→ WHAT TO DO:
Rewrite every line of the entries in the stretch from the line containing "Audit instructions — the first annotator's boxes for parked" through the line containing "[0,171,204,666]", both ends included. Offset each box coordinate in the answers by adding 120, and leave all other text unchanged.

→ DATA FOR THIS TASK:
----------

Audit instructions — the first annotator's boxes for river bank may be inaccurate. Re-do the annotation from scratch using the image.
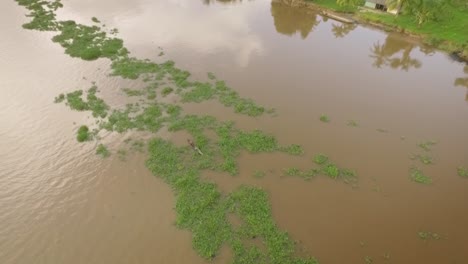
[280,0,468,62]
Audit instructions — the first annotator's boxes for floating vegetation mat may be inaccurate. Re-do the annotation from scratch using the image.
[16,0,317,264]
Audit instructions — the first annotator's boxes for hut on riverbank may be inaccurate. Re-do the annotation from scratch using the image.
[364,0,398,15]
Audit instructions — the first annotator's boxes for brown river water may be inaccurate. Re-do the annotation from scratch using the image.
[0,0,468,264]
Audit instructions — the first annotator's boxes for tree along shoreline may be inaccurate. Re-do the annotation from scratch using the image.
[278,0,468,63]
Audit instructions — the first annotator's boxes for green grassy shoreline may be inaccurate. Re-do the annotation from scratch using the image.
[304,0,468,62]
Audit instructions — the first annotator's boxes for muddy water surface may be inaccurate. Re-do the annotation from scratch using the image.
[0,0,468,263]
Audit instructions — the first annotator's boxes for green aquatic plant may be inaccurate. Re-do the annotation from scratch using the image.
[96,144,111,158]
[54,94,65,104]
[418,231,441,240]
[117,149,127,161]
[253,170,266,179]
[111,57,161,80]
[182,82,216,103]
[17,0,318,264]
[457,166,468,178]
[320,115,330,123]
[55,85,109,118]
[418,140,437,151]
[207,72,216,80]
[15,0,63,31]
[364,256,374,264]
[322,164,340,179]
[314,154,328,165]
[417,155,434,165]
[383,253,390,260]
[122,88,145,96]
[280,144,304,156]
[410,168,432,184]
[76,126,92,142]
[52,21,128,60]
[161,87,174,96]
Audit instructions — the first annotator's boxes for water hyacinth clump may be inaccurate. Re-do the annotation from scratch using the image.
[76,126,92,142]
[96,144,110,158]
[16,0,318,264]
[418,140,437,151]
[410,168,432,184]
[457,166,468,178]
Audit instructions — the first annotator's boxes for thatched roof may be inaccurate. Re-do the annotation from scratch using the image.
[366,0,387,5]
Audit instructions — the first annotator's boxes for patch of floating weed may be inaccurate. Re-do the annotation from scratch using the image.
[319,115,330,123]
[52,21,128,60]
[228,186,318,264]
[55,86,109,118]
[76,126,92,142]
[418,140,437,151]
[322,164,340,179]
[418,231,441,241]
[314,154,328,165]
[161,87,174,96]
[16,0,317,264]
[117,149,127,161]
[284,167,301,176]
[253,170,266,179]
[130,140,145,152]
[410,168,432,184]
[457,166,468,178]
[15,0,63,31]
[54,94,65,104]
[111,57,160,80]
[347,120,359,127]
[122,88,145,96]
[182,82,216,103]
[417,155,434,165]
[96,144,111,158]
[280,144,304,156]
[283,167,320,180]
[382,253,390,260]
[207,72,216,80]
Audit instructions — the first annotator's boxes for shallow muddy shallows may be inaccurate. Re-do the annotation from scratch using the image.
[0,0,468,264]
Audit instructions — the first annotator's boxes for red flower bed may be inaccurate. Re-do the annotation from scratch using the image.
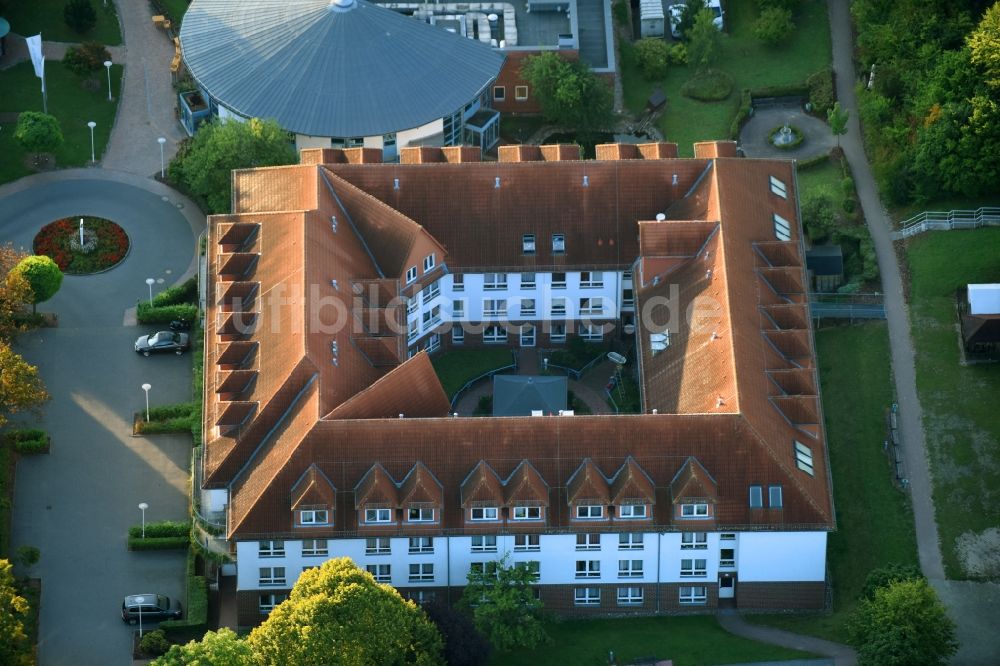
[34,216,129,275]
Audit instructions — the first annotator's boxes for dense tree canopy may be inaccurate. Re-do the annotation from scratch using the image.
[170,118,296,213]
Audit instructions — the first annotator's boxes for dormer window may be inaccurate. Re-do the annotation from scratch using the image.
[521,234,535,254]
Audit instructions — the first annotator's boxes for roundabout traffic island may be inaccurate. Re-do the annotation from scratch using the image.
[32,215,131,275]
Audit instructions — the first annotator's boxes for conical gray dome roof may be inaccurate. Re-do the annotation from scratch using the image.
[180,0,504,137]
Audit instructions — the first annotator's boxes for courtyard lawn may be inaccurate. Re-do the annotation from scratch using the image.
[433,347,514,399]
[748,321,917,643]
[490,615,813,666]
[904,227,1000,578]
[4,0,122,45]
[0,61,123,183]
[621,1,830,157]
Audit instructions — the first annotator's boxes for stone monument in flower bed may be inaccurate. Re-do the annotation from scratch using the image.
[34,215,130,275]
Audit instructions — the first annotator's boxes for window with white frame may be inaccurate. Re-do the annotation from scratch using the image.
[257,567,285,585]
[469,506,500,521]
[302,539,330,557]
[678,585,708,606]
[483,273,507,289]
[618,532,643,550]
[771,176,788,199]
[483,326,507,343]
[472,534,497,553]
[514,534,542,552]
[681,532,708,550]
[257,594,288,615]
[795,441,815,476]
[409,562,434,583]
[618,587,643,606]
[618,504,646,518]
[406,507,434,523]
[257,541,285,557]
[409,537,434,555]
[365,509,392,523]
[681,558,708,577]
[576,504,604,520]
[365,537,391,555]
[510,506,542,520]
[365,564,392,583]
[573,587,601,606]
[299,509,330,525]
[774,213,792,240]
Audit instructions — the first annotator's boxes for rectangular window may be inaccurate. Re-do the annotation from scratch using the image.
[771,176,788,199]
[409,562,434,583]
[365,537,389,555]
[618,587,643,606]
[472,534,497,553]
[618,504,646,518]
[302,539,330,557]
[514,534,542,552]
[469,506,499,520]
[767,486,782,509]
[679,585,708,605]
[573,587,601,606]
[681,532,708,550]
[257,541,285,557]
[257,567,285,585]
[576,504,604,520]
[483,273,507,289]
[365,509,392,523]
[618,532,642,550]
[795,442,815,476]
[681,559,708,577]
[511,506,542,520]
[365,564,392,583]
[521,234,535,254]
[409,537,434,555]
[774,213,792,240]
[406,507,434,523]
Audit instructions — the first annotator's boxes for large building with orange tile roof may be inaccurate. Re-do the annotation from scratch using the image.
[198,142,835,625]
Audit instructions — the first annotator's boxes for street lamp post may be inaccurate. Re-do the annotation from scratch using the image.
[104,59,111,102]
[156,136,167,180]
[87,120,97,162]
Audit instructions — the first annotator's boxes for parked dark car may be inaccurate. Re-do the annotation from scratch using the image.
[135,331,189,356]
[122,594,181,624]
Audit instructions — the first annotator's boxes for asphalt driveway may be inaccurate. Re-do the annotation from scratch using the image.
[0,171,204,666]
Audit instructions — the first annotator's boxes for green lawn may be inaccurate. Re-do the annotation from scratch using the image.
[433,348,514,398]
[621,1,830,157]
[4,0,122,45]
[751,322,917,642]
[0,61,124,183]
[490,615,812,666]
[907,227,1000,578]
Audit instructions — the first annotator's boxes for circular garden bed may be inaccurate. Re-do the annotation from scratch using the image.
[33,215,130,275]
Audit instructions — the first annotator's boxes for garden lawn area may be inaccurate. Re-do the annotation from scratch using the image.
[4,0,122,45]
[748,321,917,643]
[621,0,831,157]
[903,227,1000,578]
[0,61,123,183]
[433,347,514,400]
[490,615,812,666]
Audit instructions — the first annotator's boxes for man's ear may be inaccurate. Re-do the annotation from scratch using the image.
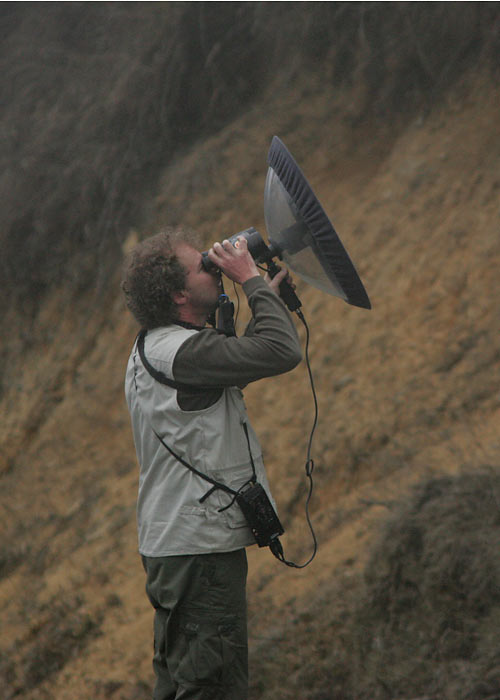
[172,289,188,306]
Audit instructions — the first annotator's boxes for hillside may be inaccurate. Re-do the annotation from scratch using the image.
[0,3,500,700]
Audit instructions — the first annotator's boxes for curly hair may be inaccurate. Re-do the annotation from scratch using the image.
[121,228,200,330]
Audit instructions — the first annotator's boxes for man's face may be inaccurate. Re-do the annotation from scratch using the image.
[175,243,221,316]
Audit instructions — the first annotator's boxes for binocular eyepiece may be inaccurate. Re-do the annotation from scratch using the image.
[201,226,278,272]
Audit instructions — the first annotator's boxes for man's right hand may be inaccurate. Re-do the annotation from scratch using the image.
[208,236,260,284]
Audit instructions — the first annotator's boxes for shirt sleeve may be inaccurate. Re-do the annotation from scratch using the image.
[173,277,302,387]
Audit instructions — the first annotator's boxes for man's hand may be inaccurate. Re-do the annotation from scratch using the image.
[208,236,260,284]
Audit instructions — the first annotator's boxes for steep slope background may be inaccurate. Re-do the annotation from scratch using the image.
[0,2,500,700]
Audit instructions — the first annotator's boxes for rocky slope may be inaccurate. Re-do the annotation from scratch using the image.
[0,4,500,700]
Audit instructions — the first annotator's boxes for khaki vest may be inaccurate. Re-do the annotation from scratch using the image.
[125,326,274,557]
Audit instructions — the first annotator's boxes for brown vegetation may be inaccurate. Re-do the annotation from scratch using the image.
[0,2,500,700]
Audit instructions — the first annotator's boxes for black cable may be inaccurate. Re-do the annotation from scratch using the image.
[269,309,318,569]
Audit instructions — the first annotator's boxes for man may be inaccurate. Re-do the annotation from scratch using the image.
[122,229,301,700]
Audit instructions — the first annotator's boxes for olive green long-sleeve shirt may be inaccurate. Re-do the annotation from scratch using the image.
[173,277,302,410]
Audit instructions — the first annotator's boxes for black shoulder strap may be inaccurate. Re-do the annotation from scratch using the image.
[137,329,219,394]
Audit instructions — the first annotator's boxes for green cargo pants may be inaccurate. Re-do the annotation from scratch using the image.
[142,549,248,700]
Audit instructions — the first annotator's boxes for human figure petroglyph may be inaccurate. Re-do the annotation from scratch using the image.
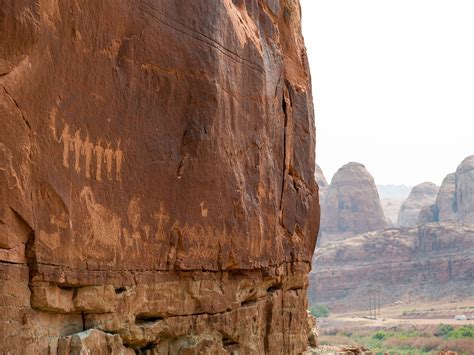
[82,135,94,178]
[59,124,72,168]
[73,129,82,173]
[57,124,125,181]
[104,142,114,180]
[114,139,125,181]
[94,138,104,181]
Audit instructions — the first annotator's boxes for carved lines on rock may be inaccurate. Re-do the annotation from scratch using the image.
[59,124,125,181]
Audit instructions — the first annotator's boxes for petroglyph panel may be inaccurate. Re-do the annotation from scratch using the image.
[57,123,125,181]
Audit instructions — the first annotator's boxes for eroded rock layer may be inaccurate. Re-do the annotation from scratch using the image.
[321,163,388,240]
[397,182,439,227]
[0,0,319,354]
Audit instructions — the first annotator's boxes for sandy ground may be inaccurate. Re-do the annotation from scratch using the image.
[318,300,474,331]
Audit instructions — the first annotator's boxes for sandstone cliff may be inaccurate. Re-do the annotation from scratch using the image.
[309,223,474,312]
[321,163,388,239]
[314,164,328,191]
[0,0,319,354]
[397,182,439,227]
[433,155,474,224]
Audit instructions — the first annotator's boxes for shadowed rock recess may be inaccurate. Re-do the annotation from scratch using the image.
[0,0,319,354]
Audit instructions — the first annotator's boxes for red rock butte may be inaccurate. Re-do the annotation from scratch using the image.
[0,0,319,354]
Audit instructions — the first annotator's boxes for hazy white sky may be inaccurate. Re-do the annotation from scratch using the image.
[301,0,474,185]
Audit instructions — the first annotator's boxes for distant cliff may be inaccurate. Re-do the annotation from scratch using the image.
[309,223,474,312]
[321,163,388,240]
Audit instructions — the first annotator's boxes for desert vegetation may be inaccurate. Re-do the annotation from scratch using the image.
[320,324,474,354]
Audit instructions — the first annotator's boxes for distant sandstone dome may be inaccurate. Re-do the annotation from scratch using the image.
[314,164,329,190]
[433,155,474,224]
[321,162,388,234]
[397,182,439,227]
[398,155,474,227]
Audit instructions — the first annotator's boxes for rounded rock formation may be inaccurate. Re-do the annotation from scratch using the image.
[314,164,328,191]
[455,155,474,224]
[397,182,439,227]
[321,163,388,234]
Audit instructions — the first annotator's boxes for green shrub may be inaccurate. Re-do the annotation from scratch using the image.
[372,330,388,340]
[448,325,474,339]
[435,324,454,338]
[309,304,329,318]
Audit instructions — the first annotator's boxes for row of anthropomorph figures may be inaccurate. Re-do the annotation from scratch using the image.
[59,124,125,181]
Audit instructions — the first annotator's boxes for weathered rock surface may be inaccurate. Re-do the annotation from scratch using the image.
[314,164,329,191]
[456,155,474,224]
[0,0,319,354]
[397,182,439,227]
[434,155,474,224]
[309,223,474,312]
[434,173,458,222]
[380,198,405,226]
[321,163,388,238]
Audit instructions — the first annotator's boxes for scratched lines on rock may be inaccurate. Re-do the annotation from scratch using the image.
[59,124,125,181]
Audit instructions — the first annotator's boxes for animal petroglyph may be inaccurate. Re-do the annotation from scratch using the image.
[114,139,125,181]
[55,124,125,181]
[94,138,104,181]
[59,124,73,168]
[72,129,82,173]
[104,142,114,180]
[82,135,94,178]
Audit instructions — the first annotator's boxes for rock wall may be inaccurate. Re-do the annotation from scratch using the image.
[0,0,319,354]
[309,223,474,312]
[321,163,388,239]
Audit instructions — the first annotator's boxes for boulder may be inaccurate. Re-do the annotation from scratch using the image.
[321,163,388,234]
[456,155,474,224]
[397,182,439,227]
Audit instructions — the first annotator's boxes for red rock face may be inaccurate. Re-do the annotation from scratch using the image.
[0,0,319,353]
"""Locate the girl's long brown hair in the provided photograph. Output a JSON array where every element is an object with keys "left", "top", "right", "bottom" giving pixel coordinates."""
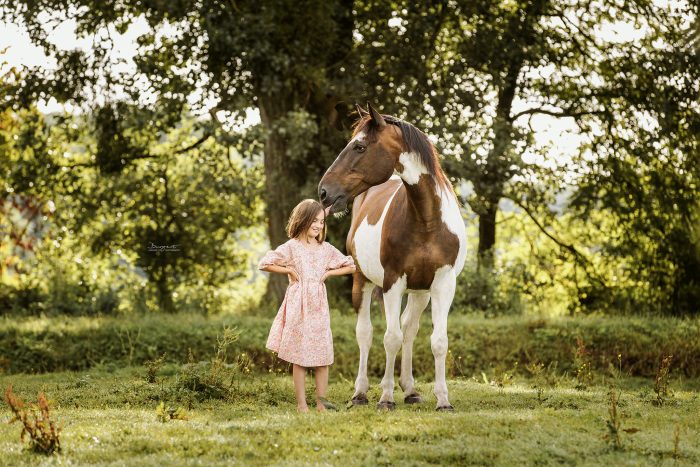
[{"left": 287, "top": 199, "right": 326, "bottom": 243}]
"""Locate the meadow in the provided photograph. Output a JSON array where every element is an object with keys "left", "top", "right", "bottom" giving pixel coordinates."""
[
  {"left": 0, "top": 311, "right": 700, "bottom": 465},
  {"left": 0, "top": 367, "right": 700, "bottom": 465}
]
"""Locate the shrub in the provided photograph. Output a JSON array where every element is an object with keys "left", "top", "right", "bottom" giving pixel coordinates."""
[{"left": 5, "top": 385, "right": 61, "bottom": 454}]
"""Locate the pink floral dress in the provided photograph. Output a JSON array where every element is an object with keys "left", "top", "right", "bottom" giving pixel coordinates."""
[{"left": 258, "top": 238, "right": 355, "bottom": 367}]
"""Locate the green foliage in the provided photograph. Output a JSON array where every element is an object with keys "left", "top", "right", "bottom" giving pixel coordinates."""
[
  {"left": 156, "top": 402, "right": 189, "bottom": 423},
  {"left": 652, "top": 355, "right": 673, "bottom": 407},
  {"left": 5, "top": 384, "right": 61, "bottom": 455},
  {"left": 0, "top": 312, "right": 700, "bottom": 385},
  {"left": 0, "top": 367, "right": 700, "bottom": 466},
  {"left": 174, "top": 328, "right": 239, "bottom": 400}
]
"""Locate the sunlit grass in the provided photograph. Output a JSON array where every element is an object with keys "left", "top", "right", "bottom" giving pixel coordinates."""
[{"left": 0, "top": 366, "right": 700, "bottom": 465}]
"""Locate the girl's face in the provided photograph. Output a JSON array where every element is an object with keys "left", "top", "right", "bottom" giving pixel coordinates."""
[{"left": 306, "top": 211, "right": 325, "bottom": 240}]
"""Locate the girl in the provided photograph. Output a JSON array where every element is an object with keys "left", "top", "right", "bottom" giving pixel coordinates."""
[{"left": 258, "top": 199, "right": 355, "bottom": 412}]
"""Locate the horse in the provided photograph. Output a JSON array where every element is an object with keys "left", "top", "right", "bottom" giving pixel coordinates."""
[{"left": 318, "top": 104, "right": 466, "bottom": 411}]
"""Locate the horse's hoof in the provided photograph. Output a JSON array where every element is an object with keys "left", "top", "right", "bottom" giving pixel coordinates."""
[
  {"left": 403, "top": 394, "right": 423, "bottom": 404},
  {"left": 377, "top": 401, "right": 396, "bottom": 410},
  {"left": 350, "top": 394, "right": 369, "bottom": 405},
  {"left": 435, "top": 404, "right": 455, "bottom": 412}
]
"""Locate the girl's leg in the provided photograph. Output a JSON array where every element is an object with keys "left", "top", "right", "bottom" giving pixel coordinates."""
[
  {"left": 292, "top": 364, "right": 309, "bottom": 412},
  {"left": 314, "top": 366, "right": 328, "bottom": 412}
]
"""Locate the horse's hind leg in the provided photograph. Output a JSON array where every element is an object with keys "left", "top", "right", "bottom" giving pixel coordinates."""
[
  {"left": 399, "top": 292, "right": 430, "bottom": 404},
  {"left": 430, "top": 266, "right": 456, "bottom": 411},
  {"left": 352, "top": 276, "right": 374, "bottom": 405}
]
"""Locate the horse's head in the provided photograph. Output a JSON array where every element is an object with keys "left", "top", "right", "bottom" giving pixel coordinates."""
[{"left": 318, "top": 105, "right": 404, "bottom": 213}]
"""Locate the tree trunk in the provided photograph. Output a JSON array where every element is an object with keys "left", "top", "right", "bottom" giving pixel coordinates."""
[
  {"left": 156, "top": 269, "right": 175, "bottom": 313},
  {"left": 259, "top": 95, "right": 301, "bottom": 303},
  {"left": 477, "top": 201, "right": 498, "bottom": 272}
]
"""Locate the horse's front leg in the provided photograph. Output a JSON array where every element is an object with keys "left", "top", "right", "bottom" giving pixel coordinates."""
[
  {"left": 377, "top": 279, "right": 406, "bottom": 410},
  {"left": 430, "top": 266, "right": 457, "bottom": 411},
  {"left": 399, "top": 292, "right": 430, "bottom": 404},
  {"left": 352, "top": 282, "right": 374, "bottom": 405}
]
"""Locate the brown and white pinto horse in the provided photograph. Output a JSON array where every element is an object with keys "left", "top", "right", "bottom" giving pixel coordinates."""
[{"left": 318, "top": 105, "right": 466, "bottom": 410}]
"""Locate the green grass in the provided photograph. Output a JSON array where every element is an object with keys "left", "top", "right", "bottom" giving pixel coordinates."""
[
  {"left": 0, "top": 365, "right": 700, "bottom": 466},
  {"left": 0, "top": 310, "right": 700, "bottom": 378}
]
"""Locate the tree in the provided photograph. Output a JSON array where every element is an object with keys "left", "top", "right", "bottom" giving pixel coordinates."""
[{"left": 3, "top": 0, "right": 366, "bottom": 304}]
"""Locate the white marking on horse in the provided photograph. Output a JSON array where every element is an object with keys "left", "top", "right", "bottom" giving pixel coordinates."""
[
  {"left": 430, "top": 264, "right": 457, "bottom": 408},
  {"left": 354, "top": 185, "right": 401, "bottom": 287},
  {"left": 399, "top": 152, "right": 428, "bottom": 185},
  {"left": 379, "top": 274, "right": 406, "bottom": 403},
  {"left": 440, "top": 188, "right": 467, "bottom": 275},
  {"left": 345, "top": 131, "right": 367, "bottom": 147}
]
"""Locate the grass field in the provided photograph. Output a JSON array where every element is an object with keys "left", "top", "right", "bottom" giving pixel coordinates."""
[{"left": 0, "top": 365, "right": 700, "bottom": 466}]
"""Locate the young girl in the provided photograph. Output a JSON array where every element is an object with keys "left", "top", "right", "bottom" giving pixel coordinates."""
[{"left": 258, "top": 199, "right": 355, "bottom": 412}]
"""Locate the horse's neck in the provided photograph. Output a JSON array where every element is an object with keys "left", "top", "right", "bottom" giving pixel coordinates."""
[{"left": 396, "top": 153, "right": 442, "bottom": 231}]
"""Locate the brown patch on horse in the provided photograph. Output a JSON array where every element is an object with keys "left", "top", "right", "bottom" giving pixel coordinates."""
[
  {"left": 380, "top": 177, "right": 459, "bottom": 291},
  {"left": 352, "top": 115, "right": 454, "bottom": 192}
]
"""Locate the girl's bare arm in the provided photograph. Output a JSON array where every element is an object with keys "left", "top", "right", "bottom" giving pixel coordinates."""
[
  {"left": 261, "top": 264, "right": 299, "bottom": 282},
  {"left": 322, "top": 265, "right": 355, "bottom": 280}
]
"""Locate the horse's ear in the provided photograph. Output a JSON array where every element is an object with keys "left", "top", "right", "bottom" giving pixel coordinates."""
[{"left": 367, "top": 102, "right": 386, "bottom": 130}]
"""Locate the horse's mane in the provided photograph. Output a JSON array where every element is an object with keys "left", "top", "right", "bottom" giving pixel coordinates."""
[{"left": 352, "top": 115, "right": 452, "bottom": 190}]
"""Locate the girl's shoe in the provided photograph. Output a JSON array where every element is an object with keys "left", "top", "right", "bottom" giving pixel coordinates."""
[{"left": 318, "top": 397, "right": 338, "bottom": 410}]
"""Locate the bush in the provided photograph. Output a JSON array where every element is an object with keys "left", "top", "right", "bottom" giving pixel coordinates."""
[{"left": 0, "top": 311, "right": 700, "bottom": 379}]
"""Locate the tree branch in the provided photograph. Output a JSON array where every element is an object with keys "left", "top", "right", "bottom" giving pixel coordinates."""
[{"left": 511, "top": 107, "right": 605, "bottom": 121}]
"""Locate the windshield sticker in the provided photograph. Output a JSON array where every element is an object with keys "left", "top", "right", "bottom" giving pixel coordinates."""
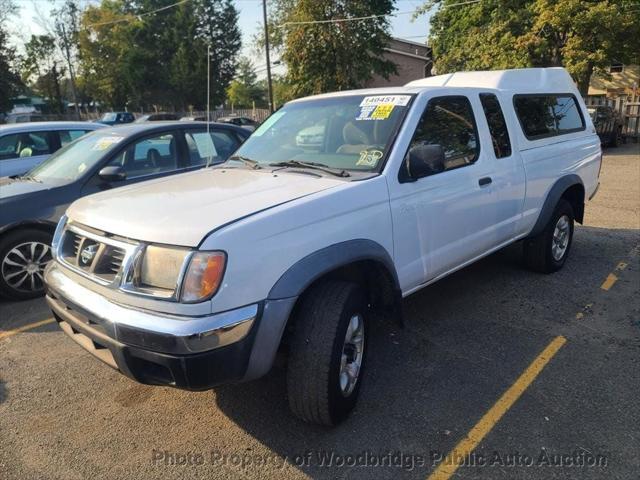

----------

→ FINISHED EXERCISE:
Audit instructions — the first annotator's boxes for parked dark car may be inaccurate. Re-do the annotation from scratch using the image.
[255,451,309,476]
[242,714,301,744]
Audit instructions — the first annotator's boxes for asphalt driveway may be inaccurate. Re-do the annotation from scratch using the image.
[120,291,324,786]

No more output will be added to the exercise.